Cel:
Wypisz bez zmian fragment wpisu o układach hamulcowych: zacznij od miejsca ze słowami "Studi, nie wiem", a skończ po słowach "już napisał :)".

Tekst źródłowy:
──────

Podsumowując, z losem się nie wygra, ale czy to systemy, czy odpowiednia technika minimalizują ryzyko nieprzyjemnej przygody :)

Ja bym jednak Hondy do Koenigsegga nie porównywał, są inne równie egzotyczne motocykle :D

Studi, nie wiem jak rozwiązany jest system C-ABS, ale priorytetowym zadaniem układu hamulcowego przy samochodzie, czy to z ABS czy ABS + ESP, jest możliwość hamowania mimo utraty któregokolwiek z systemówi. Systemy nie mogą wpływać na pracę układu hamulcowego w razie awarii. Wszystko ma być niezależne, tak samo jak w przypadku utraty wspomagania w układzie kierowniczym, kierowalność pojazdu ma zostać zachowana. Jeśli z którymkolwiek systemem jest jakiś problem, zostaje on wyłączony informując kierowcę poprzez komunikat na desce rozdzielczej, żeby nie było zaskoczenia :P I w tym miejscu wracamy do punktu wyjścia, żeby umieć jeździć, kiedy system nie działa :D W zasadzie Simin wszystko już napisał :)

──────

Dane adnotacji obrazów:
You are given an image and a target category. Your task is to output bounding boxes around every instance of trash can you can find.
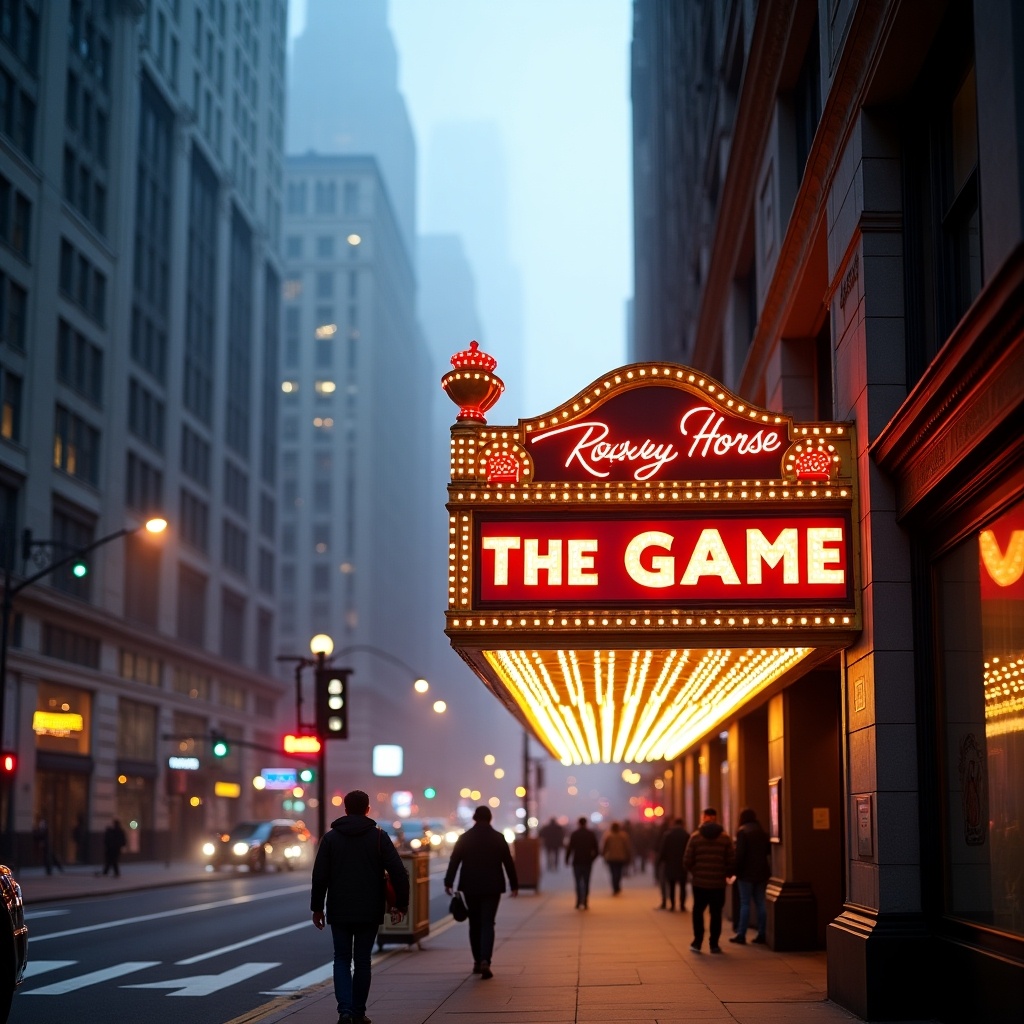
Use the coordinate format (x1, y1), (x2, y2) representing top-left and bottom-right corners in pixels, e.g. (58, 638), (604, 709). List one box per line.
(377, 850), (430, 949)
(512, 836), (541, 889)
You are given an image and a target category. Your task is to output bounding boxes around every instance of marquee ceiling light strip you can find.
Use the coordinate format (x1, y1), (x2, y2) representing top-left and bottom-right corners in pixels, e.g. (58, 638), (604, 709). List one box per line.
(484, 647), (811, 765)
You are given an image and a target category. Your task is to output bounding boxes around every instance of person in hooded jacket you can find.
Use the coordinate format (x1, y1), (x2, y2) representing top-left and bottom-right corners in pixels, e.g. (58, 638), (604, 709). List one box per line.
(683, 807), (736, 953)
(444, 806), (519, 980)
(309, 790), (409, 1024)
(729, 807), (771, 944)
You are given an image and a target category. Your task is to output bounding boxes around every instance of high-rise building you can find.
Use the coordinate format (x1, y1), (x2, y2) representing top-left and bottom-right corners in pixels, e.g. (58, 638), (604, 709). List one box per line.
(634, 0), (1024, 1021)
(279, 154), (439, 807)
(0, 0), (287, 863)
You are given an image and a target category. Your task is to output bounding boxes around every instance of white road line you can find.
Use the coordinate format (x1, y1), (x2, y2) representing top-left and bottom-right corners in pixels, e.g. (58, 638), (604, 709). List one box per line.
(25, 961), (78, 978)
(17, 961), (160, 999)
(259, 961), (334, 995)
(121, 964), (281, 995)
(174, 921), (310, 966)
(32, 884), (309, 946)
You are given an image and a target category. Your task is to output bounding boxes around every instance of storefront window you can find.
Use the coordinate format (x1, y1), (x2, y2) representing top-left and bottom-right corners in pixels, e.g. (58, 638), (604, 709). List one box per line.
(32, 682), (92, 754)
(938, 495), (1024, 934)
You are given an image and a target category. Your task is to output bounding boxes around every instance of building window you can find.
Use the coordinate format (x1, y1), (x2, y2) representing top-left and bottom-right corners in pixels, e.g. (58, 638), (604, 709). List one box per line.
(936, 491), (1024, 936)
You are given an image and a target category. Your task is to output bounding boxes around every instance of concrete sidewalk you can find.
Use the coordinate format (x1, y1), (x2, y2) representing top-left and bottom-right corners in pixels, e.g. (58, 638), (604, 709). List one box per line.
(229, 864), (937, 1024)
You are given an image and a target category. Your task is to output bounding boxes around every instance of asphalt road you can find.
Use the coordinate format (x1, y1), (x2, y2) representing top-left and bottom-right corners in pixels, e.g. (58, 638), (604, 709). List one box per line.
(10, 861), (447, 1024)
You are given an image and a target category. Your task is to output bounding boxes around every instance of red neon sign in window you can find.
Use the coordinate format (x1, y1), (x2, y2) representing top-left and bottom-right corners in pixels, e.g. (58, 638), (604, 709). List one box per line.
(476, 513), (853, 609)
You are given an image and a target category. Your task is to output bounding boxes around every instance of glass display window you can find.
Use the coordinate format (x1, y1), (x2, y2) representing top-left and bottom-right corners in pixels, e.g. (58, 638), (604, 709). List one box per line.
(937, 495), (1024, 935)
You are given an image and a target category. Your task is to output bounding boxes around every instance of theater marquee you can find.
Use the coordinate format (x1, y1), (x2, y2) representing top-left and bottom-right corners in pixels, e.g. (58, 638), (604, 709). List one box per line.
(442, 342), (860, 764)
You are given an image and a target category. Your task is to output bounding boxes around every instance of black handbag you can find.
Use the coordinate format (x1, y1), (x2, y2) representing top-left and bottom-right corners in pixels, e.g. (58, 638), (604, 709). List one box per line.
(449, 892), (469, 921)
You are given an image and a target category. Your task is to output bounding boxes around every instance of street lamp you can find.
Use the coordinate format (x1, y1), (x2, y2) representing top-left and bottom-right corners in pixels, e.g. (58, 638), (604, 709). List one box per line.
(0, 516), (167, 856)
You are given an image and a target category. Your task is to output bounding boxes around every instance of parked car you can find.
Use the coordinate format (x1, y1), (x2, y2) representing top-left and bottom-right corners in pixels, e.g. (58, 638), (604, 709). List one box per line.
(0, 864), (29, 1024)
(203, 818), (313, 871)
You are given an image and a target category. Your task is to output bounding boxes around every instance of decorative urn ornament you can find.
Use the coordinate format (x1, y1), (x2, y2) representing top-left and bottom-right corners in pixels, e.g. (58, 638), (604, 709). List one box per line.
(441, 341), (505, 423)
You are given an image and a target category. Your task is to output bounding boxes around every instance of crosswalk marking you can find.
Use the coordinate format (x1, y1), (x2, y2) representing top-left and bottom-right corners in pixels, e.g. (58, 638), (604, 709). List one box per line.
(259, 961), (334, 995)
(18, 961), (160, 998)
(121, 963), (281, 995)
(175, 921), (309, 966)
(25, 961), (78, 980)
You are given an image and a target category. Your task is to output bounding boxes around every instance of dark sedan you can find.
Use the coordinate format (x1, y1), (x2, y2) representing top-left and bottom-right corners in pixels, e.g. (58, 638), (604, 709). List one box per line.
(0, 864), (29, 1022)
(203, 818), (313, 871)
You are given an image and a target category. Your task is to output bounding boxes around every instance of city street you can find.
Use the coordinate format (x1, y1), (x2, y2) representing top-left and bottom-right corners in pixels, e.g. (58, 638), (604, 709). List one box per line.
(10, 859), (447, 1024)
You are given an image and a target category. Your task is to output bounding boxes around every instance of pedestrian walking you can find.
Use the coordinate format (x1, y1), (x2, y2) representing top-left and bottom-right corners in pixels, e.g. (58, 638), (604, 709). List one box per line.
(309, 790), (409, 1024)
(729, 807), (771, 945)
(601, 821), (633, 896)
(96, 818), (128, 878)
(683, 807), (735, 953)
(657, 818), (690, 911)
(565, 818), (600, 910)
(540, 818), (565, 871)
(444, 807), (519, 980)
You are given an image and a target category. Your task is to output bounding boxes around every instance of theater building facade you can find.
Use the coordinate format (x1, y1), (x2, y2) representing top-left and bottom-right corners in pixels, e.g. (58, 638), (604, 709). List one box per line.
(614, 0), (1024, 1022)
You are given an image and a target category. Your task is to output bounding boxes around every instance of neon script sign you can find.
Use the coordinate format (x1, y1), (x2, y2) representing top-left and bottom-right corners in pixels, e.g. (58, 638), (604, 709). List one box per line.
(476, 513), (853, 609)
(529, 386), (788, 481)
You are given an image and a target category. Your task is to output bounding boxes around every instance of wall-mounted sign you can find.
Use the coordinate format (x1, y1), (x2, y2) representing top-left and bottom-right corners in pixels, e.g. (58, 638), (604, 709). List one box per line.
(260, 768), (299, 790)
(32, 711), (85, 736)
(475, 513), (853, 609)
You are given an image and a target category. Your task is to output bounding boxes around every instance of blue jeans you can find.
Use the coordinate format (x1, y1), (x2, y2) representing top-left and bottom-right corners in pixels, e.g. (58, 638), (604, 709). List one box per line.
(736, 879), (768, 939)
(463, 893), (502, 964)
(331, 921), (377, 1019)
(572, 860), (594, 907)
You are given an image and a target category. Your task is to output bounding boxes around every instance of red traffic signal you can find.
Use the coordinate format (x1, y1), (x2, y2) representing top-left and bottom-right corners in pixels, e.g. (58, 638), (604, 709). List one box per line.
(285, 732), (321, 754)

──────

Odpowiedź:
Studi, nie wiem jak rozwiązany jest system C-ABS, ale priorytetowym zadaniem układu hamulcowego przy samochodzie, czy to z ABS czy ABS + ESP, jest możliwość hamowania mimo utraty któregokolwiek z systemówi. Systemy nie mogą wpływać na pracę układu hamulcowego w razie awarii. Wszystko ma być niezależne, tak samo jak w przypadku utraty wspomagania w układzie kierowniczym, kierowalność pojazdu ma zostać zachowana. Jeśli z którymkolwiek systemem jest jakiś problem, zostaje on wyłączony informując kierowcę poprzez komunikat na desce rozdzielczej, żeby nie było zaskoczenia :P I w tym miejscu wracamy do punktu wyjścia, żeby umieć jeździć, kiedy system nie działa :D W zasadzie Simin wszystko już napisał :)